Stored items
-------
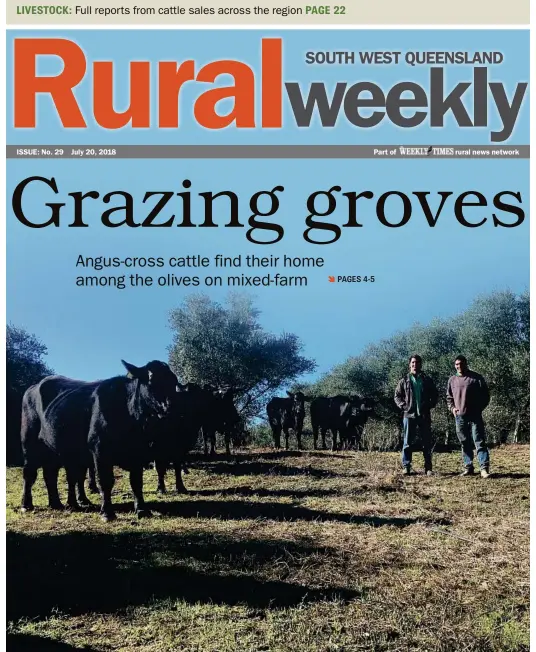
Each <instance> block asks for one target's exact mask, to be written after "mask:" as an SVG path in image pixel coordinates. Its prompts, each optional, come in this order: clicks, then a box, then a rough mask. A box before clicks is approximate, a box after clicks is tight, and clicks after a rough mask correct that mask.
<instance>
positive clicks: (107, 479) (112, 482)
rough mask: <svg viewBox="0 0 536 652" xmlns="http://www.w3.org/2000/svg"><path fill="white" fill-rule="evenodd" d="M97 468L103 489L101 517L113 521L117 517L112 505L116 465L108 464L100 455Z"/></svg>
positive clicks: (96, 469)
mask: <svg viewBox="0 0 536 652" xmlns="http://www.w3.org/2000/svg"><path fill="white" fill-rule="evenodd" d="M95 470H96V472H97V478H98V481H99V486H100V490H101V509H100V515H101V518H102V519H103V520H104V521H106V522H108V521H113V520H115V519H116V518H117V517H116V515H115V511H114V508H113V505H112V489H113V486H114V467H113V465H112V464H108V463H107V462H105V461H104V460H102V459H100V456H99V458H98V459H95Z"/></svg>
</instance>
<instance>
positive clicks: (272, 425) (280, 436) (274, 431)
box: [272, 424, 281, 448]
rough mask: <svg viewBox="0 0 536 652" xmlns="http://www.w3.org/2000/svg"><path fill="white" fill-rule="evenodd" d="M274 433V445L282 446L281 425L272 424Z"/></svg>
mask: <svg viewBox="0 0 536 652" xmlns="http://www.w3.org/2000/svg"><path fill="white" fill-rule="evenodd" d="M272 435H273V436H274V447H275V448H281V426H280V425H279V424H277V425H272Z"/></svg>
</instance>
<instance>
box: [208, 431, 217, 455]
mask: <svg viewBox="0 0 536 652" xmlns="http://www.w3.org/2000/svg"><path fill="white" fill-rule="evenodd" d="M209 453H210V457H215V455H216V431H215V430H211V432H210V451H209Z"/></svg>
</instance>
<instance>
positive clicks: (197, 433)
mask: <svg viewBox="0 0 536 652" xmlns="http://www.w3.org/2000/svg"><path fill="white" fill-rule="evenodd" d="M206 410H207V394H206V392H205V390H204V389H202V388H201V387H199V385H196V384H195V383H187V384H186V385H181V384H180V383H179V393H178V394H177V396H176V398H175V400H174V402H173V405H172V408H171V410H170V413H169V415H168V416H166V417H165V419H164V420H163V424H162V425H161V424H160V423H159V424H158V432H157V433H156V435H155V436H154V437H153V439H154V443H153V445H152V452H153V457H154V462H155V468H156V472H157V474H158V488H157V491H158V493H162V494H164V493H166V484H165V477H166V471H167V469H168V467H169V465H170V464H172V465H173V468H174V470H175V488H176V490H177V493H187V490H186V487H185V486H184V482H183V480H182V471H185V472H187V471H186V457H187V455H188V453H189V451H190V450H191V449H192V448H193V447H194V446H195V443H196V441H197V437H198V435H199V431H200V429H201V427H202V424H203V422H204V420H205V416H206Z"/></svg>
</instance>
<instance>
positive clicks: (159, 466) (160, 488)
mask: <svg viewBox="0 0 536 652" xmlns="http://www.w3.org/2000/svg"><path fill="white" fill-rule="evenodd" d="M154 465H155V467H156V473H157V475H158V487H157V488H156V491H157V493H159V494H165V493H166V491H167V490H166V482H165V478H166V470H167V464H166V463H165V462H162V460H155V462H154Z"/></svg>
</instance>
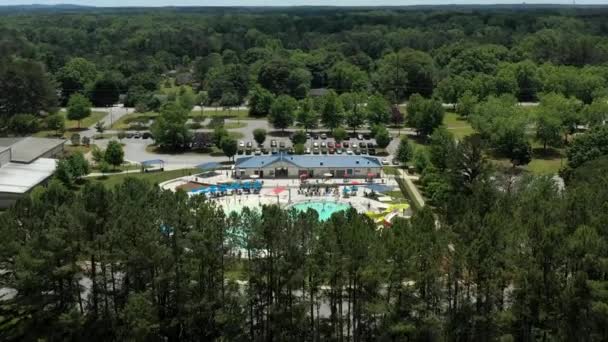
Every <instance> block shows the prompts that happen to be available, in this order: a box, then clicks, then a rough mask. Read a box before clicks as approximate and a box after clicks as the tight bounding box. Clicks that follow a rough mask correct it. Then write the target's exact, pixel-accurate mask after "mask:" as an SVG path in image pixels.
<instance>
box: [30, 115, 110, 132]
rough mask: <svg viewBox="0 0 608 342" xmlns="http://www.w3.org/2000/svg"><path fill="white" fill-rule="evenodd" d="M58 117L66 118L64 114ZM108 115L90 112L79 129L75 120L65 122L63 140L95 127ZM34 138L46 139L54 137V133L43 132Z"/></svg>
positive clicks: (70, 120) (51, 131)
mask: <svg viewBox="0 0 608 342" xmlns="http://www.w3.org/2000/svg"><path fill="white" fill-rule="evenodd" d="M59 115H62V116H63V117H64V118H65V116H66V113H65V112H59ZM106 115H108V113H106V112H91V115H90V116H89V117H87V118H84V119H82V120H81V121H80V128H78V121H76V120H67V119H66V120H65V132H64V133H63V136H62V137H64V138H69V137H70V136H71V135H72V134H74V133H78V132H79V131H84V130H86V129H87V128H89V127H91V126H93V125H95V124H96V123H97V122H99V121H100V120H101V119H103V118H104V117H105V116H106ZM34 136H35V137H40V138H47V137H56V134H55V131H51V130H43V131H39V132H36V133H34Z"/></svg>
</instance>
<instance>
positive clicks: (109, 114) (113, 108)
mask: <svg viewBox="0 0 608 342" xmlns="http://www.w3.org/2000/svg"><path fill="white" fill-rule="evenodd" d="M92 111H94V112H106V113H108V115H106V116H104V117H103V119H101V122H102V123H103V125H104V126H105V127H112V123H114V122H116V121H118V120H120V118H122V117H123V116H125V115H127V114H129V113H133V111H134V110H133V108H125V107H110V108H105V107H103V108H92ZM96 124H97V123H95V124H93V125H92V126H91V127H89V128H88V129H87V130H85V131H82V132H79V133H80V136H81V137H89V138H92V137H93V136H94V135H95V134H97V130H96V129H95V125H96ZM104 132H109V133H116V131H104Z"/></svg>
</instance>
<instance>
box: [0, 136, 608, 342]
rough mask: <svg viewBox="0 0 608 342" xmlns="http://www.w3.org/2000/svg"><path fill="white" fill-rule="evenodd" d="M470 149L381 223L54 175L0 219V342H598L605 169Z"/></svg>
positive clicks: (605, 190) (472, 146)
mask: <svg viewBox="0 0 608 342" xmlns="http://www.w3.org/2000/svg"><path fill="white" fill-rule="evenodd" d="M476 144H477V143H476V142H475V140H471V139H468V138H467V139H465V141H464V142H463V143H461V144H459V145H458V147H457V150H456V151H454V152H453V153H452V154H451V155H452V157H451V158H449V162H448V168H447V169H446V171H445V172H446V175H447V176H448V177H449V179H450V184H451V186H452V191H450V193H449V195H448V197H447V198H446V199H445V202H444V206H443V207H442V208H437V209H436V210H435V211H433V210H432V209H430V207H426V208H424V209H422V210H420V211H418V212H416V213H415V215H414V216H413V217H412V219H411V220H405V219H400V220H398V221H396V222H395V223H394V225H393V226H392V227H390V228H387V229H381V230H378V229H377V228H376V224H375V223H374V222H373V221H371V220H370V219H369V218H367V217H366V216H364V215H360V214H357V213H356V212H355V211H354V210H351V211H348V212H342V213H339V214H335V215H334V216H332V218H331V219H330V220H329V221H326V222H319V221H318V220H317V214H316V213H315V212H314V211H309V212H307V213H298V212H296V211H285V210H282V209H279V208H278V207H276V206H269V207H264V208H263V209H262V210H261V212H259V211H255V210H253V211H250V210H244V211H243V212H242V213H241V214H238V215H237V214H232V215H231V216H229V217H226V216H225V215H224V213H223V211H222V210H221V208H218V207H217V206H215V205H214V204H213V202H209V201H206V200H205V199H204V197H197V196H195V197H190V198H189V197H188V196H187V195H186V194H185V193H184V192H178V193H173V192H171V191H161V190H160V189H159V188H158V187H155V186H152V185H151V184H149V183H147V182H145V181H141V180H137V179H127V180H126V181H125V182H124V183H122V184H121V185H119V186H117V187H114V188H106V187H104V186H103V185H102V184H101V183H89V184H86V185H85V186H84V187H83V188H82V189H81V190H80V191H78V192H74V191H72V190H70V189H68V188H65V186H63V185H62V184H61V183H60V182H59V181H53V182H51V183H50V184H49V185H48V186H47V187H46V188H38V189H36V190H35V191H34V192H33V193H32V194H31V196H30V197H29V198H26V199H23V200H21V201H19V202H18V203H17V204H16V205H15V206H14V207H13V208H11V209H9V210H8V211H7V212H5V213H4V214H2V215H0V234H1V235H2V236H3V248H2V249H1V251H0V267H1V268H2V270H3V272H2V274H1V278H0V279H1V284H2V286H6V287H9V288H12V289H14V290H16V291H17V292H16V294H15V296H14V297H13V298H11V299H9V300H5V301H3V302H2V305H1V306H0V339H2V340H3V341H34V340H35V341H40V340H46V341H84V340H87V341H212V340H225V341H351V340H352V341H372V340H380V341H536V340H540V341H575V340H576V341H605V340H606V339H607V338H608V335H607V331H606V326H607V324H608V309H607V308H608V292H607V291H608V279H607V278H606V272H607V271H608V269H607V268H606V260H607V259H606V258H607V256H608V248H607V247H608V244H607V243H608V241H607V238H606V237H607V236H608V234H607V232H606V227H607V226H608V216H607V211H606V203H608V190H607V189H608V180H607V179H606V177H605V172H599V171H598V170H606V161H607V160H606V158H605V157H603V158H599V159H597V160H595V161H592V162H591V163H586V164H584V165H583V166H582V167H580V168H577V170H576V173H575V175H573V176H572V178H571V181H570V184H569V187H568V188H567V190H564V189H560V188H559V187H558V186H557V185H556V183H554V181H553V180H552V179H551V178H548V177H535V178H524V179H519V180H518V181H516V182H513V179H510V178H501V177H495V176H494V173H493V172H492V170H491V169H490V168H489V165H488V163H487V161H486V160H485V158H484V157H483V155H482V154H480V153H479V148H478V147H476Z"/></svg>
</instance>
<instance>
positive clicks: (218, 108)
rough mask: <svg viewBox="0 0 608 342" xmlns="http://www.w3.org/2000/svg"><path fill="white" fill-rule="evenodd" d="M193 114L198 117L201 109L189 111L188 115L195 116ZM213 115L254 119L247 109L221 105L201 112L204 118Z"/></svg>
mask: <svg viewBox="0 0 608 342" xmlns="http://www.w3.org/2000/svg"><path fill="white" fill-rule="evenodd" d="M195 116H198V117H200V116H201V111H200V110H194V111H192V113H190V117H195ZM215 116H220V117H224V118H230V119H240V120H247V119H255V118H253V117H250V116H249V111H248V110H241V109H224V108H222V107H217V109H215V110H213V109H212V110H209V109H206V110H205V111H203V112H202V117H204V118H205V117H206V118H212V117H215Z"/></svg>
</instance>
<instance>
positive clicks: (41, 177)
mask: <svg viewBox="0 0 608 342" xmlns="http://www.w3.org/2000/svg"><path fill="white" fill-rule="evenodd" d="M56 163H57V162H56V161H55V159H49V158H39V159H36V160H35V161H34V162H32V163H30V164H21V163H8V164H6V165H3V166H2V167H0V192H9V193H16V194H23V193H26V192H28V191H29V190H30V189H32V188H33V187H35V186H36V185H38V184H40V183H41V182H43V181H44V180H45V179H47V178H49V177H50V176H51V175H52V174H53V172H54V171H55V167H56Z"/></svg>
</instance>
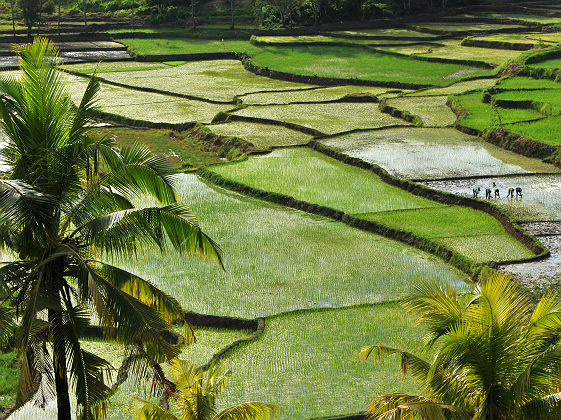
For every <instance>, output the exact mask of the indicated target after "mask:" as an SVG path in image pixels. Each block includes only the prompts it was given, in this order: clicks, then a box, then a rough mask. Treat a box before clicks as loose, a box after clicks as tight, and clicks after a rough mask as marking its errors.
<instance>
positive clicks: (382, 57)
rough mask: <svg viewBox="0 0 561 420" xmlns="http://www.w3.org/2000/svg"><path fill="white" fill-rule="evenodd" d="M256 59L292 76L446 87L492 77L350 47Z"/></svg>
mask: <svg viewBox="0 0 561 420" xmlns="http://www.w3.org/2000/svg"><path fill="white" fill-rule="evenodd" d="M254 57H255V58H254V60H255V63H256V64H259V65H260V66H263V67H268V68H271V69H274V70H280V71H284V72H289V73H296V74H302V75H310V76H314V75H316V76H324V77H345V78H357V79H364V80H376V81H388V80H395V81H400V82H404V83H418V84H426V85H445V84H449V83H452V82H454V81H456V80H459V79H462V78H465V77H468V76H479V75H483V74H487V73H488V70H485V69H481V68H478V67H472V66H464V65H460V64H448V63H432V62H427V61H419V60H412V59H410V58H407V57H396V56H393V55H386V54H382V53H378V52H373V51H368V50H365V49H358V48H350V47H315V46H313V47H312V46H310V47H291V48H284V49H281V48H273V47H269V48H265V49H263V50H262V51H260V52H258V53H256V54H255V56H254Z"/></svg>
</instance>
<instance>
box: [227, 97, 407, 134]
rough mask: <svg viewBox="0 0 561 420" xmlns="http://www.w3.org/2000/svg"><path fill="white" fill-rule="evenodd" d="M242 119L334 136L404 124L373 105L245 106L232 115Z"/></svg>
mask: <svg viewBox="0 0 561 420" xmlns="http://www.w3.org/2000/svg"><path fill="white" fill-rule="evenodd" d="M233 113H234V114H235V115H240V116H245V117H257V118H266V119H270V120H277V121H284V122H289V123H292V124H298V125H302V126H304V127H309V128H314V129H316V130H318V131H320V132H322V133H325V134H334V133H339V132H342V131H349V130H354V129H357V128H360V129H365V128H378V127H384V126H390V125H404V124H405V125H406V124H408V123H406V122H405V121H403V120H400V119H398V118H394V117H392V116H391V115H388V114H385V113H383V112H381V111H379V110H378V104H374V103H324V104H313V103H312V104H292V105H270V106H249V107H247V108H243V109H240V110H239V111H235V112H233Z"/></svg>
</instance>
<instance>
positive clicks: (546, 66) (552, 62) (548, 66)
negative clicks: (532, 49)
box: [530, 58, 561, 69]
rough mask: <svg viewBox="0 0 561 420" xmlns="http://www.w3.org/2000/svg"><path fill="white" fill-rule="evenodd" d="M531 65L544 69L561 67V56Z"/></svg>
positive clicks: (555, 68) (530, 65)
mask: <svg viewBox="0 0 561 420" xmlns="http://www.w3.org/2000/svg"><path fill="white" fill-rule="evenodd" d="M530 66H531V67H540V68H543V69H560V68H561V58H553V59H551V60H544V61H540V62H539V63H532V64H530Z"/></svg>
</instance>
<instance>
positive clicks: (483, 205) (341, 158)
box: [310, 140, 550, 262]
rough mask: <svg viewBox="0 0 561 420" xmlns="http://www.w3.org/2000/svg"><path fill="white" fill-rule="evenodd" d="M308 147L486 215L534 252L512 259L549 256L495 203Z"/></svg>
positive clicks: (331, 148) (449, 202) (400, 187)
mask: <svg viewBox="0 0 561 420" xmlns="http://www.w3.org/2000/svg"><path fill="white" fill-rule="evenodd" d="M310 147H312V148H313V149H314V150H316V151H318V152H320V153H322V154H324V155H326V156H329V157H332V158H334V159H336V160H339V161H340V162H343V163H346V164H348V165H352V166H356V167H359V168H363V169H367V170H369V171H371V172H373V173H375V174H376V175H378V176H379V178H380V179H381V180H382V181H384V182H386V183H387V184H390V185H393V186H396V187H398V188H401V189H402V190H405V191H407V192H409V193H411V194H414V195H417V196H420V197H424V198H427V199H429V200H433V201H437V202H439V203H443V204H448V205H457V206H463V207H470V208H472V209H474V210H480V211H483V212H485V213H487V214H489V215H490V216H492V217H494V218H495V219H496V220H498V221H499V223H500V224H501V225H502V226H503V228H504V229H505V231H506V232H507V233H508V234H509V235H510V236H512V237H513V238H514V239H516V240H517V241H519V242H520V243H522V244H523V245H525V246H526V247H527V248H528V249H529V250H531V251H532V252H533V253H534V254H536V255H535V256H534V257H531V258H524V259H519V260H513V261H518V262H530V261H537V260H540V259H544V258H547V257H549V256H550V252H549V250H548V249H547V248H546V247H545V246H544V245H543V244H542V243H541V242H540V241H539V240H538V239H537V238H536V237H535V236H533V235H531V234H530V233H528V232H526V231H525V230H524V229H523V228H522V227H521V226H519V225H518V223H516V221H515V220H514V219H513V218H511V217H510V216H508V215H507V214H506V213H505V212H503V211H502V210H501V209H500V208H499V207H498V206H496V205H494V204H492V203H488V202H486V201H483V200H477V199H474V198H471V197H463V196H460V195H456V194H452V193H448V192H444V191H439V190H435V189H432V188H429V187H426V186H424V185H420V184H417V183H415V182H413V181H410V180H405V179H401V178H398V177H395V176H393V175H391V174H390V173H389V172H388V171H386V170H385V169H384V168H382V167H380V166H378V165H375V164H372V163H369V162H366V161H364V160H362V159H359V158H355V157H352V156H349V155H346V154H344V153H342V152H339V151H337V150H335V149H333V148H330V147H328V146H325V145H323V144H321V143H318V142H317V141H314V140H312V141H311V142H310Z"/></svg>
-------
■ WORK ORDER
Retype the lines running from the one containing "147L486 215L534 252L512" through the one containing "positive clicks: (331, 148)", inclusive.

■ RESULT OF THIS TASK
rough mask: <svg viewBox="0 0 561 420" xmlns="http://www.w3.org/2000/svg"><path fill="white" fill-rule="evenodd" d="M308 147L486 215L534 252L512 259L549 256L495 203Z"/></svg>
positive clicks: (331, 148) (449, 202) (400, 187)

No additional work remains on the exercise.